DO THIS: Locate each line below that contains the string "ceramic" and copy all such lines in full.

>> Start RAW DATA

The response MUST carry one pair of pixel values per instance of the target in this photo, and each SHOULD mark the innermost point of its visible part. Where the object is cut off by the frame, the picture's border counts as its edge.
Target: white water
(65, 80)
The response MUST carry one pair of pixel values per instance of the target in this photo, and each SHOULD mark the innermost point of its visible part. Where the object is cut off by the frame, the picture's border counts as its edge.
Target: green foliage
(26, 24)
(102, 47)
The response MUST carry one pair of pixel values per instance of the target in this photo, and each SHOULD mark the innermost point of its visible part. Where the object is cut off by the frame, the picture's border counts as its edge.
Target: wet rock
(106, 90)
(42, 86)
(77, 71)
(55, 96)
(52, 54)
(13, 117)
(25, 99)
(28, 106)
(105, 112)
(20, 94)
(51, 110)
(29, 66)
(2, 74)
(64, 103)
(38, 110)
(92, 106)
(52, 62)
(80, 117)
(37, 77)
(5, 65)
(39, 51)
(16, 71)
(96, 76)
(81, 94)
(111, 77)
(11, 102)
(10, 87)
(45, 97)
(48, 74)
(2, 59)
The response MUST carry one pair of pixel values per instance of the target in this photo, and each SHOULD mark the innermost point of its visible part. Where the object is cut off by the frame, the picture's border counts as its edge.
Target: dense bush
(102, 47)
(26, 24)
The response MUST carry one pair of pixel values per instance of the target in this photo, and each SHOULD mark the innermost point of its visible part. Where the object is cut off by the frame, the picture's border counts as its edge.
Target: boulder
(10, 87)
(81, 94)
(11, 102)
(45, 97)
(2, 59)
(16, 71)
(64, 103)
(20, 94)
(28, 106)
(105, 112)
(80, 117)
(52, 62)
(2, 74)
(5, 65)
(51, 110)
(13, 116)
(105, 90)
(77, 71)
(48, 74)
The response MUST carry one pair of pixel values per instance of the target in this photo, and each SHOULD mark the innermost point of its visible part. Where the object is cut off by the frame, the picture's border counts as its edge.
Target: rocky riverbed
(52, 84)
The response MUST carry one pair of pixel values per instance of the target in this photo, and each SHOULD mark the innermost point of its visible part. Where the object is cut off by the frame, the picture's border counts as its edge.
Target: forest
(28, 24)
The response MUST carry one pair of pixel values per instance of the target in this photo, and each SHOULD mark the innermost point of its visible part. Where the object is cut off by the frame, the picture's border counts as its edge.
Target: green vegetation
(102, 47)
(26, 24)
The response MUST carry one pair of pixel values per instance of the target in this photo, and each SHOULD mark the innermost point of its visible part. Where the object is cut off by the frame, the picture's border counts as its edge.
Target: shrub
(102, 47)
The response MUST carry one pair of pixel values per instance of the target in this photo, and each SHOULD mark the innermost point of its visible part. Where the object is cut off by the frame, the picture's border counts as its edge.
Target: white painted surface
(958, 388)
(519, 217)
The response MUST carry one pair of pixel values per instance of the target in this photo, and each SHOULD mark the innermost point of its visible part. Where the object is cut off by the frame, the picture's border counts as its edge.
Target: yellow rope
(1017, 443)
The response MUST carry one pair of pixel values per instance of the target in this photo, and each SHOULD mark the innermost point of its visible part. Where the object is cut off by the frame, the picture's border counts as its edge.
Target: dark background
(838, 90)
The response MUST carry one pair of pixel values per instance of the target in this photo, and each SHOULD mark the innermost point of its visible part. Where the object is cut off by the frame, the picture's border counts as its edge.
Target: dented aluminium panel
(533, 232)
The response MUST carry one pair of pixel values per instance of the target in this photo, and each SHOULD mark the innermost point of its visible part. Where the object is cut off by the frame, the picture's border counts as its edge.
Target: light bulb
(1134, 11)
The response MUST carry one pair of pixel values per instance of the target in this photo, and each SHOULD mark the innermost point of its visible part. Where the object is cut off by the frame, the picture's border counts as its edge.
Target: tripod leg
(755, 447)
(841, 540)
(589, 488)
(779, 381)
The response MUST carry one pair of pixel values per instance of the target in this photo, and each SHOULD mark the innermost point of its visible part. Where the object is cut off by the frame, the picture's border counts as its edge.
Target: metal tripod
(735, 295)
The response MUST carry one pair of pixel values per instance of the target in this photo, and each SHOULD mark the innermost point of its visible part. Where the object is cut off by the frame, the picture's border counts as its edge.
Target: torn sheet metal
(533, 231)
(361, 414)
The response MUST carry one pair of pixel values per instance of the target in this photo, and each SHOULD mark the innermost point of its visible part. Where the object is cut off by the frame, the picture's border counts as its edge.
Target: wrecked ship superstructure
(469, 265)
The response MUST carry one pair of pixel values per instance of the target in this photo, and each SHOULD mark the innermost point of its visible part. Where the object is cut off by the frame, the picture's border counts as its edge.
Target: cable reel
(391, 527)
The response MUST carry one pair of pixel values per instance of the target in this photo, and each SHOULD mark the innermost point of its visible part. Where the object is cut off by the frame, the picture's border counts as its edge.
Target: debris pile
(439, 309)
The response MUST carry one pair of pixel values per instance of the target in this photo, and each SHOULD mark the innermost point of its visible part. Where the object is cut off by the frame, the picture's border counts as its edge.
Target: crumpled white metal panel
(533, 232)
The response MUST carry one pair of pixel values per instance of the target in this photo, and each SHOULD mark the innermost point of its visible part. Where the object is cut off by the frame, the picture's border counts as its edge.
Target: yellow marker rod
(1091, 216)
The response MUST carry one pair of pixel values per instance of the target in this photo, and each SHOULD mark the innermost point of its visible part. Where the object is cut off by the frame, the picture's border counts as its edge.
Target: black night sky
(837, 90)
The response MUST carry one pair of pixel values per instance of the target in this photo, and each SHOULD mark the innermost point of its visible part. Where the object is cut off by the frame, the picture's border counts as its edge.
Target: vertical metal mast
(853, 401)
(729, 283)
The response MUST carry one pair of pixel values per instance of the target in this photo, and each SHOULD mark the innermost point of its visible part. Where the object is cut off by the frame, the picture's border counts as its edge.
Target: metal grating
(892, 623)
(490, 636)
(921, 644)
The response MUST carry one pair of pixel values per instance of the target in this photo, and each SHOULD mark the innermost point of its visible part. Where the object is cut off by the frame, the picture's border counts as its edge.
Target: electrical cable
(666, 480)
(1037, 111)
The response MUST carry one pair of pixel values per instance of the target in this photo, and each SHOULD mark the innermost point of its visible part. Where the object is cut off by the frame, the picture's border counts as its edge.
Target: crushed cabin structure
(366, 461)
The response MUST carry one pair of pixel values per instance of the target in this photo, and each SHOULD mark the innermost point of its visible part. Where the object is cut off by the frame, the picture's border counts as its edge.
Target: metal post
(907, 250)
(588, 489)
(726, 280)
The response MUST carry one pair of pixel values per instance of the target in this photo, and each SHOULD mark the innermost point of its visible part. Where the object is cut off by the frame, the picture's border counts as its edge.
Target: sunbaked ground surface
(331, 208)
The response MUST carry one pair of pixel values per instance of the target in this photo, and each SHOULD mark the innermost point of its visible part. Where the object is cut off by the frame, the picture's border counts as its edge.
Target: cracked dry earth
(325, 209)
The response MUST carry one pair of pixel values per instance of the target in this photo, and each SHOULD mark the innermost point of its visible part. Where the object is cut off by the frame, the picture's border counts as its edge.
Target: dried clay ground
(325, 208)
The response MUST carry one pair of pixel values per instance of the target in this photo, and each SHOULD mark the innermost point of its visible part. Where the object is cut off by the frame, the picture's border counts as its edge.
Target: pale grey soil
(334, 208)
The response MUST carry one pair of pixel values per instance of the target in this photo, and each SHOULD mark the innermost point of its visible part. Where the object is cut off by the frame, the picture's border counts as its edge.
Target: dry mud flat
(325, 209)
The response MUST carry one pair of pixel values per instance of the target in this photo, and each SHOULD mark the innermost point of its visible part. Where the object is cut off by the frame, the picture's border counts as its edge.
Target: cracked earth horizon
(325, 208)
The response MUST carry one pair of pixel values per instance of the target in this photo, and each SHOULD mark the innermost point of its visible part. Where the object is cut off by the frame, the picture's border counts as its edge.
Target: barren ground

>> End RAW DATA
>> Start RAW DATA

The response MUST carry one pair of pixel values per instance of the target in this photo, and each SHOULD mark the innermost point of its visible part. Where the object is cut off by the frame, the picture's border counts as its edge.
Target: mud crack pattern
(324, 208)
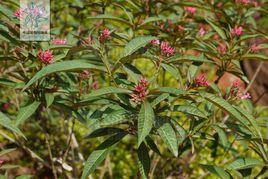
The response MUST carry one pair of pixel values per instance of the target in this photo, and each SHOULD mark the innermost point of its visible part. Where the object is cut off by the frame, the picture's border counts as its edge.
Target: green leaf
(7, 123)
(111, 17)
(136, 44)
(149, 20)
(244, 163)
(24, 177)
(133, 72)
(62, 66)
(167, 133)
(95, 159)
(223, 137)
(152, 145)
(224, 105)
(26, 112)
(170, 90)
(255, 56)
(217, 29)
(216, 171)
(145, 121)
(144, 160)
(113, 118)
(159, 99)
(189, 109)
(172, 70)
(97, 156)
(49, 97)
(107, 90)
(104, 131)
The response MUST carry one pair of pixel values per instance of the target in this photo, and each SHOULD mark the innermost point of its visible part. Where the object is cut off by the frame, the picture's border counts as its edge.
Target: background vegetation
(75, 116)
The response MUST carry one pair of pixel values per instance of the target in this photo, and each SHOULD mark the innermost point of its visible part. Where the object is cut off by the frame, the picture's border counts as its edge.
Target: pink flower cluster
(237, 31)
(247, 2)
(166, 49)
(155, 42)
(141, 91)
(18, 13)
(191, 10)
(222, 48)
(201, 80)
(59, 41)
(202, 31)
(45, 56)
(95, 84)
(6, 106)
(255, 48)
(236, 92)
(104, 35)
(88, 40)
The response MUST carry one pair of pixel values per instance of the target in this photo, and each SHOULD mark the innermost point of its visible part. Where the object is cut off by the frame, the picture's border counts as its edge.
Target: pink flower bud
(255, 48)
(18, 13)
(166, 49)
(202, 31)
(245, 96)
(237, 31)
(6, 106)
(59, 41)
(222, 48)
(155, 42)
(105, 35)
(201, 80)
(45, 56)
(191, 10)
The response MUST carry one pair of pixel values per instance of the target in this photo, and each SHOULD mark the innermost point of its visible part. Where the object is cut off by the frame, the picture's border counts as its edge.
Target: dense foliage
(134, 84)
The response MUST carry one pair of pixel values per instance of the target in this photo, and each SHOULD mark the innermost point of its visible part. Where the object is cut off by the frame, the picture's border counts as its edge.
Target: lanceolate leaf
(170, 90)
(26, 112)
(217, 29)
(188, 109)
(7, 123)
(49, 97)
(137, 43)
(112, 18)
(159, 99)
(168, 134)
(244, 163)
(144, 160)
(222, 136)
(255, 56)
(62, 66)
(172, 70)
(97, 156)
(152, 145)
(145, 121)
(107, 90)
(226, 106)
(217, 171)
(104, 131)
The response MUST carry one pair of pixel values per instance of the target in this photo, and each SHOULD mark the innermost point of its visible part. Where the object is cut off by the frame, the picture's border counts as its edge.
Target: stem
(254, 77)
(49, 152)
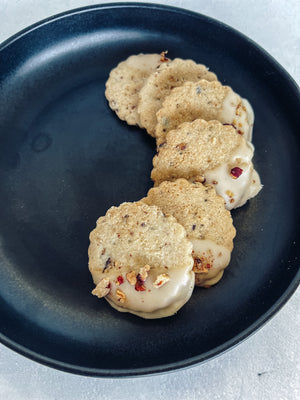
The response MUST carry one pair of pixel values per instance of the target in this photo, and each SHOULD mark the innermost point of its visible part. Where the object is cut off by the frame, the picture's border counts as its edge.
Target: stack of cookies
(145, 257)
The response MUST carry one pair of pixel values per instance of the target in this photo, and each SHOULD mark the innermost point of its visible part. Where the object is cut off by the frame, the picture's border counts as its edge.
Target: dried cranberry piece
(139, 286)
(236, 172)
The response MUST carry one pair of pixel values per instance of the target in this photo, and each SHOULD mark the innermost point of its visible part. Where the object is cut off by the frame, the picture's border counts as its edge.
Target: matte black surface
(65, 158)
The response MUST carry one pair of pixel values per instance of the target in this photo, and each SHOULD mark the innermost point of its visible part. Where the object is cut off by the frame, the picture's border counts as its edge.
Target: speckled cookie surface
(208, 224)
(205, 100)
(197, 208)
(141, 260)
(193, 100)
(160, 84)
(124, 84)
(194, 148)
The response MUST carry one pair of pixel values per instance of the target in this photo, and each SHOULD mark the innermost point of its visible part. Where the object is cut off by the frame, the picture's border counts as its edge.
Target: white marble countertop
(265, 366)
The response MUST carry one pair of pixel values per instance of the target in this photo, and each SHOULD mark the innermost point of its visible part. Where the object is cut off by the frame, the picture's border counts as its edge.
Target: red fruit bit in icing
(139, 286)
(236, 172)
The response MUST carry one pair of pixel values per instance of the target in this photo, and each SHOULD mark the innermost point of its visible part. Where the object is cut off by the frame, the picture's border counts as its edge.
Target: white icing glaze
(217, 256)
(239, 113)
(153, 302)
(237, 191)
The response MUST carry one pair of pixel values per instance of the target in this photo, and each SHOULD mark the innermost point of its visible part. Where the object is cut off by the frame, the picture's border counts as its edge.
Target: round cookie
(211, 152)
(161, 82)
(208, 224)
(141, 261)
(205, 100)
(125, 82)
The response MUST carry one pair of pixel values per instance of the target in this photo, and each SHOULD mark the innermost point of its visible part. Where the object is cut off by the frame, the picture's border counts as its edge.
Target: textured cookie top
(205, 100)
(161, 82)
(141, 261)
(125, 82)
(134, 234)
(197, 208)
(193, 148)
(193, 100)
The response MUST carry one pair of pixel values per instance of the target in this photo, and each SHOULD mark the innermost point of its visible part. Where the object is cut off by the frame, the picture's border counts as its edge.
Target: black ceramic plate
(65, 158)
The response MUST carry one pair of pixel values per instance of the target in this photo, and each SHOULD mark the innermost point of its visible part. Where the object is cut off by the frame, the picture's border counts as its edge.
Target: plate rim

>> End RAW DATA
>> Start RAW DATA

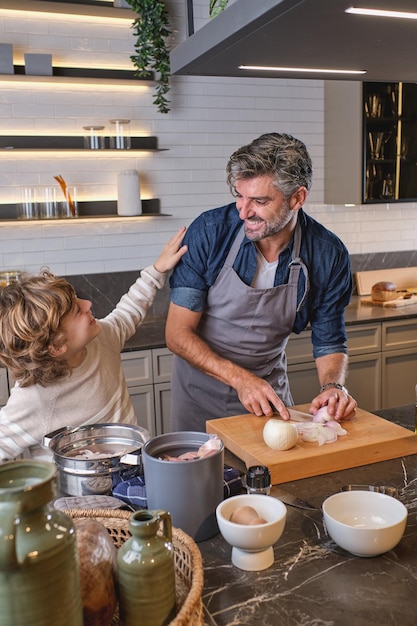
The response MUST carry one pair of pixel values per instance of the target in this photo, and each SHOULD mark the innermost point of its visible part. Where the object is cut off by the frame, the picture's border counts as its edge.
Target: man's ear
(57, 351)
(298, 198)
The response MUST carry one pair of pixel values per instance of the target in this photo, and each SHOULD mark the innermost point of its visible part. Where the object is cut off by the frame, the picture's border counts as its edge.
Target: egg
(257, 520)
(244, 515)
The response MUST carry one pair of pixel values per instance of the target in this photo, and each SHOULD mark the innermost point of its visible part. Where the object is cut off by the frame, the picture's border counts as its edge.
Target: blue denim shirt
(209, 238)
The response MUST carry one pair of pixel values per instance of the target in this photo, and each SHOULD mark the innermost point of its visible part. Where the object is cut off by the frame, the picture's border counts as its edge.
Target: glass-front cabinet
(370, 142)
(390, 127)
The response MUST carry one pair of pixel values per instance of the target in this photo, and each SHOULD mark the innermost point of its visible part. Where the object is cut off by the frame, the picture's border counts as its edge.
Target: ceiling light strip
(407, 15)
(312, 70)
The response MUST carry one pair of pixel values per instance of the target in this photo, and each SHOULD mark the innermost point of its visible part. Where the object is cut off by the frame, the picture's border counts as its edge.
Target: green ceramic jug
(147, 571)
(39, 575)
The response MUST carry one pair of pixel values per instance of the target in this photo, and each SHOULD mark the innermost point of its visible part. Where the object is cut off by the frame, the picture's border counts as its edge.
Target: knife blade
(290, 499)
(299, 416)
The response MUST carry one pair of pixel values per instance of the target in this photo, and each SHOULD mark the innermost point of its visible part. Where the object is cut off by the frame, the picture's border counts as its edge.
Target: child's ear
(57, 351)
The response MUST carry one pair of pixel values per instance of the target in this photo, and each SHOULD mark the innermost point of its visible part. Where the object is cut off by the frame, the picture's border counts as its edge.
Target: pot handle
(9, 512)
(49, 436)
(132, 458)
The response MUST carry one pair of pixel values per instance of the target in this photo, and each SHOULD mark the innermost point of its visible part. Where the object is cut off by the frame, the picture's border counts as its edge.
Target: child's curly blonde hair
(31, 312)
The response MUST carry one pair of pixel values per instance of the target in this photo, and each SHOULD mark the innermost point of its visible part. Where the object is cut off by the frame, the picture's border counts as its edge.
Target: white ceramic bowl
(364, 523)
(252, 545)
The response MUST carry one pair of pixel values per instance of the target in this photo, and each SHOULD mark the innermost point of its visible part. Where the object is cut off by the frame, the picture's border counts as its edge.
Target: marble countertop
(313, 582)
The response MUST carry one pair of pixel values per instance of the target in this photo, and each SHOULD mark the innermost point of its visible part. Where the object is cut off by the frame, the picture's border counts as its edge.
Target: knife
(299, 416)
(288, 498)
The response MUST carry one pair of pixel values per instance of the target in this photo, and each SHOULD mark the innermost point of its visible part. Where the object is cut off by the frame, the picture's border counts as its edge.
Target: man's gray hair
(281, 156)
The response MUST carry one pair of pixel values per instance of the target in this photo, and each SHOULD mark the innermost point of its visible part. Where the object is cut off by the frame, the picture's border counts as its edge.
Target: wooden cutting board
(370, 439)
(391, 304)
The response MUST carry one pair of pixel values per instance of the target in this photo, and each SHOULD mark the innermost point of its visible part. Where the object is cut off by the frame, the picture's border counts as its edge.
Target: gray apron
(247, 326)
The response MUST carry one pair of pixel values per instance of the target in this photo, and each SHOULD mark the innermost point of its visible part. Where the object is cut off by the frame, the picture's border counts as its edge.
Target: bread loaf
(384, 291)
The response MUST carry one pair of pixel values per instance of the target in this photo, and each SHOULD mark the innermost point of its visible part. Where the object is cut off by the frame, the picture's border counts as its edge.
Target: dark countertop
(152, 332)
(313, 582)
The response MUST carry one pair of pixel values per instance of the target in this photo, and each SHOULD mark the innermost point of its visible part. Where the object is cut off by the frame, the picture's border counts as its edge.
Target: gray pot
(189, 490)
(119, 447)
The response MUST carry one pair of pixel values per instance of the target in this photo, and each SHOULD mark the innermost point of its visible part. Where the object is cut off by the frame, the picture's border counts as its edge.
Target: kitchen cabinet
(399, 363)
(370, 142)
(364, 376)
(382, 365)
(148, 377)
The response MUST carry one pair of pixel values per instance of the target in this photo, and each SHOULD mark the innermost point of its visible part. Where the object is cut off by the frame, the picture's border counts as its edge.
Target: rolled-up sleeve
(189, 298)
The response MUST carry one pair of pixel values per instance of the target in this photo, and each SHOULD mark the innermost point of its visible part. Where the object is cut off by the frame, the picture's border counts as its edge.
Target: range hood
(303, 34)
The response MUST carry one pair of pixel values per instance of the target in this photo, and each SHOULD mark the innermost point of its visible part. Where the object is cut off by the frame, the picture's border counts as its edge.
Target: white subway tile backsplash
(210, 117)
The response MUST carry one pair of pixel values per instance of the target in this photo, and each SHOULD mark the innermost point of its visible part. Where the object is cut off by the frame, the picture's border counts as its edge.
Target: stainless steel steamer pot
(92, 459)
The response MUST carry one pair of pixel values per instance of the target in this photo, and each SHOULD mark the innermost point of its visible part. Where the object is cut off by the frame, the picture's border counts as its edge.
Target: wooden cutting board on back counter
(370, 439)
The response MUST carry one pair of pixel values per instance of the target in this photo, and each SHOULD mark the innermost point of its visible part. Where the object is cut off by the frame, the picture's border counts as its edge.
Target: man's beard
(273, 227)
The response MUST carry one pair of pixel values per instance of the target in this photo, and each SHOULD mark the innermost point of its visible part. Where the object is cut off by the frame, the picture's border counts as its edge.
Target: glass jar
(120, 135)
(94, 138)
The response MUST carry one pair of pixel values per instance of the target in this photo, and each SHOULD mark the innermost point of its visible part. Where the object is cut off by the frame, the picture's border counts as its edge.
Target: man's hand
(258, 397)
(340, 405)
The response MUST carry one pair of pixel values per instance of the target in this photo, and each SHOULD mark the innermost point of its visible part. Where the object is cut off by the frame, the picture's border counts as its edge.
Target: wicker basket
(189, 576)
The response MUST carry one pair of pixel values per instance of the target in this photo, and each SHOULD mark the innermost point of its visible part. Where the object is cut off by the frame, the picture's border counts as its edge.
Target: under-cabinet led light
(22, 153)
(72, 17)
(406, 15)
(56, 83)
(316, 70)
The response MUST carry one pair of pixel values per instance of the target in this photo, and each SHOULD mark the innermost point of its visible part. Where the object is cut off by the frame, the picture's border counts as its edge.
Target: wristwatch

>> End RAW DATA

RIGHT ANSWER:
Target: black ceramic plate
Target: green ceramic jug
Target: white ceramic bowl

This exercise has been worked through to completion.